(Stored data)

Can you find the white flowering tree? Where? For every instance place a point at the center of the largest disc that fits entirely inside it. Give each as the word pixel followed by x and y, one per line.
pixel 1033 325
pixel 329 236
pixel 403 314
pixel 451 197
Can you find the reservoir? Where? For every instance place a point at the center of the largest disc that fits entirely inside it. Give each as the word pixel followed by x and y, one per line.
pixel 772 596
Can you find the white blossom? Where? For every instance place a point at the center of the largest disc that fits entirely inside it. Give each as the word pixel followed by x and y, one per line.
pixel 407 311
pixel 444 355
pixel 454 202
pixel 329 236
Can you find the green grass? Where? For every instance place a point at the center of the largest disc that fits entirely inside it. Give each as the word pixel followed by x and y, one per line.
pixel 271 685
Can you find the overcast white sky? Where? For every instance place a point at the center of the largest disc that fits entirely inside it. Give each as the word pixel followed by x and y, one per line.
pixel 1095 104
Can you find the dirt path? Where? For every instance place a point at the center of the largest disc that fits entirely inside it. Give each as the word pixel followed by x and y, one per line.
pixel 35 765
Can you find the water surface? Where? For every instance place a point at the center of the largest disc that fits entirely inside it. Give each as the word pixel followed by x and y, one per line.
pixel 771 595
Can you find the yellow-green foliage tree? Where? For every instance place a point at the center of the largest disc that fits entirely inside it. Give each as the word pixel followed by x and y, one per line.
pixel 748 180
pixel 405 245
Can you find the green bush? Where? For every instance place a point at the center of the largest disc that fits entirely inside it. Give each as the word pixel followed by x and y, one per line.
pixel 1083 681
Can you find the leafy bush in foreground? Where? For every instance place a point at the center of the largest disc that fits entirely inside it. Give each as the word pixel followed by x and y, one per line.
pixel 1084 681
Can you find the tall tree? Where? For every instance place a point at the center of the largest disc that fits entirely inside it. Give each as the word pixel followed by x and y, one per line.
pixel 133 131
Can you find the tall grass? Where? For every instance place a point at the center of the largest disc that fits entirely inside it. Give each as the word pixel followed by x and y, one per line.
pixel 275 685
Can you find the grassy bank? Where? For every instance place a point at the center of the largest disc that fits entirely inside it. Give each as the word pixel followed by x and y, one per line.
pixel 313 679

THE TASK
Reproduce all of the records above word for word, keeping every line in its original order.

RESULT
Can you find the white flowering tree? Where? For every instance place a point at the center of the largest disc that fits entirely inside it. Give each as the word pixel followed by x and y, one per line.
pixel 1033 325
pixel 329 236
pixel 403 314
pixel 451 197
Can you find the reservoir? Where? For every instance place a point at the center of the largest disc that fits entirely inside it. Give each as the word pixel followed by x and y, one per line.
pixel 772 596
Can you find the white blossom? Where? For every instance place a point at the center of the largest disc that fits entirely inside it. Give each as the word pixel followed by x and y, one per line.
pixel 407 311
pixel 444 355
pixel 454 202
pixel 329 236
Can you find the green grass? Where? For every instance place a point at the center of the largest disc that fits entirely inside it. Give each as the word pixel followed by x and y, one per line.
pixel 271 685
Can you find the overcast white sky? Where? For every instance place a point at the center of the largest disc that fits entirely inside it. Give each as the word pixel followed by x and y, one per line.
pixel 1095 104
Can you find the dirt path? Where? For every instance place a point at the center of the largest disc that fits entirely inside it. Give each as the word pixel followed by x and y, one per line.
pixel 35 765
Can you find the water surface? Where? For every instance place a point at the center of the largest disc that fits entirely inside it. Give each as the word pixel followed by x and y, one per line.
pixel 771 595
Can you find the yellow-green foliage tree? Where? For every instance place a point at the center of the largest disc that fits entirely inside it. Give each as the word pixel followed by x and y, one per line.
pixel 748 180
pixel 405 245
Can you find the green bush? Where? For every instance place a point at the center of the largest disc that fits entirely inside it. Give each as the word pixel followed by x and y, one per line.
pixel 1083 681
Can you find the leafy bush in foreground? Where? For every instance place a point at the center of the largest disc that fits entirely inside it. Give each as the word pixel followed by x and y, one per line.
pixel 1084 681
Can you find the tall tree? Where? For every instance place a point at the center of the largest disc that fits entirely inside it. Give each as the word pixel followed by x and y, one per line.
pixel 133 131
Can you find the tall grass? Where? For every instance place a point at the center of the largest disc that fits entirely inside it. Give each as the word pixel followed by x and y, one per line.
pixel 275 685
Can you find the grassy bank? Where? For every instance place a point at the center of the largest disc that fits entirely inside it. Give each as the word pixel followed by x and y, one per line.
pixel 313 679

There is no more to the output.